> **Objective**: Return every entry below word for word, leaving out the pictures.

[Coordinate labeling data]

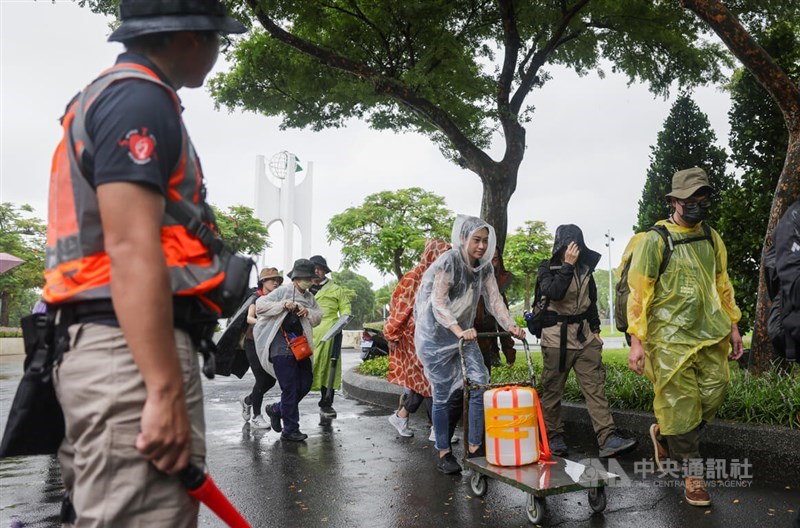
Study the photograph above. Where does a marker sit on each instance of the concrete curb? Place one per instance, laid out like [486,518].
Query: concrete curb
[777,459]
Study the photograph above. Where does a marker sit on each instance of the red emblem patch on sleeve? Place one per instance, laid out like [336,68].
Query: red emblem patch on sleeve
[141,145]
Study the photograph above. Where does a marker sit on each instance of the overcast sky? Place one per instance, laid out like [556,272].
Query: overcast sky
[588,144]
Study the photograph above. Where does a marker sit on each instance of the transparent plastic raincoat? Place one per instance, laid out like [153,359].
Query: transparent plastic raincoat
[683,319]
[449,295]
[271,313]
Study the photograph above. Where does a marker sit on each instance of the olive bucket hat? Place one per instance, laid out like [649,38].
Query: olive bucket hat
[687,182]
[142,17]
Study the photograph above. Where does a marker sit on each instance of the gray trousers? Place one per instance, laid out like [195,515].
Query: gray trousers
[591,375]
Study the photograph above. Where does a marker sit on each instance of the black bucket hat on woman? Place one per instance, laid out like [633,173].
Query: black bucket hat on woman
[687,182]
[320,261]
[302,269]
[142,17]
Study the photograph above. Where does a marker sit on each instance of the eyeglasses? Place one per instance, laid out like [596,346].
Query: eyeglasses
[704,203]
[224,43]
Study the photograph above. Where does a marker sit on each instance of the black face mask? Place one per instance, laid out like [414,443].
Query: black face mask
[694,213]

> **Answer below**:
Study the photograph above. Where does a marker sit on each instance of the concrete curb? Place one per instance, laid out like [486,518].
Query: concrete curb
[777,459]
Study the photograph above. Where does a marker sit on each instance of the red emblem patch on sleeve? Place one per instance, laid out like [336,68].
Query: red emblem patch on sleeve
[141,145]
Study the photograph above. Where does a marker sit on each instance of the overcast sky? Place one per instance, laid out like [556,272].
Query: overcast sky
[588,144]
Study the photograph above. Where does a marker sit on each instance of the transparent plastic raincoat? Place one per instance, laid out like [153,359].
Query: transparent plastic raincoat
[683,319]
[449,295]
[271,313]
Study the photograph above. Where does a marker sit on each instance of the olive bucket hat? Place one per instance, laid out like [649,38].
Query: olive bucket hat
[687,182]
[142,17]
Study the photograph above. Where does a marker sit on each instance of the gray trousers? Place one per instance, laid out like [195,515].
Query: gray trousers
[591,375]
Study the photograph above. Where does a marker sit on each instance of the black bucket hat on woman? Place one per instance, laid out like [633,173].
Query: black bucket hat on woman
[687,182]
[320,261]
[302,269]
[142,17]
Study the photograph above. Where does a marker sit on each instance of the eyeglasses? Place one per instance, laid out like [596,346].
Query: eyeglasses
[704,203]
[224,43]
Study the photograph above. Where does a marker sit on each instance of the black face mask? Place one per instance, laid out like [414,443].
Query: black face mask
[694,213]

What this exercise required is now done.